→ Task to carry out:
Give back the full material, exactly as it reads.

→ Data supplied:
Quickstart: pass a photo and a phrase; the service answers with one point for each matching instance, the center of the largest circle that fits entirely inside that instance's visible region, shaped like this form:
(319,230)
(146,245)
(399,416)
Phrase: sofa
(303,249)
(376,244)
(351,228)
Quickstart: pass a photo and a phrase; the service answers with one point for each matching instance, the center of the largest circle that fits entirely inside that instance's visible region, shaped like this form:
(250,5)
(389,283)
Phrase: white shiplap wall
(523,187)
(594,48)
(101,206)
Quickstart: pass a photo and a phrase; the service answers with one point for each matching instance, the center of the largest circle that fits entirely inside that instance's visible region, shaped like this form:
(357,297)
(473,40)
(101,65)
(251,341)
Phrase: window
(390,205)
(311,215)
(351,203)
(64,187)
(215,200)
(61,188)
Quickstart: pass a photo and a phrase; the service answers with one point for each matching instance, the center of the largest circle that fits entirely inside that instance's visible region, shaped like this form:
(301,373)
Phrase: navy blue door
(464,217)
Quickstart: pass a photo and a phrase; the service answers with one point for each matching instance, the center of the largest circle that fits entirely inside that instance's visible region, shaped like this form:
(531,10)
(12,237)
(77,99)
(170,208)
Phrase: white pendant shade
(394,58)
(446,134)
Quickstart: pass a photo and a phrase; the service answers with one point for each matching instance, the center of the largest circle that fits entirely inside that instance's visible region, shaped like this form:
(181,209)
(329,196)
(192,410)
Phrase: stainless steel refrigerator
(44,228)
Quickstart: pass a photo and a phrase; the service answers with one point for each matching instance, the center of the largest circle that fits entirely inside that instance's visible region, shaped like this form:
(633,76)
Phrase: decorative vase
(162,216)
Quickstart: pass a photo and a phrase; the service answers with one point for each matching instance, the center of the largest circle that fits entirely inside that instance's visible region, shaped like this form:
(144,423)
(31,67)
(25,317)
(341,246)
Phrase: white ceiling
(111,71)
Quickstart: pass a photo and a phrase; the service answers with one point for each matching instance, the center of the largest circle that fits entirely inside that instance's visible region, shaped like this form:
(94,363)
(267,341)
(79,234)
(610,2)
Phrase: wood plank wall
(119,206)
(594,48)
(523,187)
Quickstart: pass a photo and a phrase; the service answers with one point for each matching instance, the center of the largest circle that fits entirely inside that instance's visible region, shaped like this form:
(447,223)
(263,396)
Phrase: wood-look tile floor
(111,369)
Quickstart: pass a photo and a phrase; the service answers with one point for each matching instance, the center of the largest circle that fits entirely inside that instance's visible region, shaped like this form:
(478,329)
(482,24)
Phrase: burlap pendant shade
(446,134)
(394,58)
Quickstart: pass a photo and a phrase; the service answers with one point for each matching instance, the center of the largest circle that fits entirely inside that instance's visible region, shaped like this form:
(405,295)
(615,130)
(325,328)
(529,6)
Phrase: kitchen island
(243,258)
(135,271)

→ Written answer:
Quickstart: pass a photo and a phrase; the service answers with one point for each matching instance, the center of the largest circle that fits entirely inside that instance's visible region, shaped like this form:
(319,230)
(146,245)
(399,416)
Phrase: sofa
(303,249)
(376,244)
(351,228)
Quickstart: pass a photo and a phrase; the service answers with one point for each matching instance, the center of the largest circle that fits entirely inside that instance's visible region, shaped like this form:
(250,5)
(389,283)
Phrase: white shiplap wall
(523,187)
(594,48)
(101,206)
Quickstart: pass a photo and a phrase; the service answers with one point for each matching instance, the center of the largest circle that fits entirely inside that instance's visible region, shaped like this form:
(357,297)
(473,40)
(101,65)
(251,341)
Phrase: window
(390,205)
(311,215)
(351,203)
(64,187)
(215,200)
(61,188)
Quickstart: pass a photo and a phrase; the service answers with one point for each matching instance, the center of the largest circle that fits entirely inside that instance's visible region, shaped like this form:
(301,373)
Phrase: navy blue door
(464,217)
Quickstart: pass a photo and a phrase; the service answers with one point for each matching instance, the center of the largest circle that fits entirely inside that instance's visible region, shaped like this form:
(531,10)
(12,237)
(77,99)
(170,208)
Phrase: white pendant shade
(394,58)
(446,134)
Quickstart: pass a photo and a phrase; the service answers with one point for each matching instance, the center of the largest circle that fits entirely inside that instance's visible region, shaped like this form:
(181,209)
(329,196)
(192,410)
Phrase: stainless steel refrigerator
(44,228)
Quickstart: pass a photo and a phrase; the service answers with one point for each matching instance, the center of the largest circle that fits entirely inside that instance's visible region, shaped like this form:
(633,76)
Phrase: decorative vase
(162,216)
Quickstart: pass a photo and a phrase; the service answers with one point for each matching instance, the center of the largest circle that fits entirely inside that instance's visible region, shaped like this form:
(144,423)
(31,67)
(25,317)
(341,246)
Phrase: white ceiling
(111,71)
Quickstart: pass a photo and a phrase; the service answers with one point for each matching instance, the center of the largest circle that fits entirely inside that instance's visible region, shaped like this form:
(94,363)
(267,341)
(79,234)
(610,2)
Phrase: wood plank wall
(119,206)
(594,48)
(523,187)
Quickstart: pass a photo and a phrase; the service answers with one point for each matching instance, the center of the largest circle that fits entirely inside that instance's visible region, shaped like this form:
(447,223)
(263,396)
Phrase: wood-look tile floor
(111,369)
Quickstart: pass a photo and a phrase; the service answers with one point for each matching instance, the center of the largest circle that fits entirely inside that instance's visible region, shaped like this form:
(478,329)
(482,24)
Phrase: burlap pendant shade
(446,134)
(394,58)
Quickstart: pass a photo and a phrase; the service answers with one point for each matching instance, the center of the largest circle that fits entirely inside that instance's visible region, shaped like this form:
(405,295)
(615,130)
(325,328)
(529,6)
Phrase: kitchen island
(243,258)
(135,271)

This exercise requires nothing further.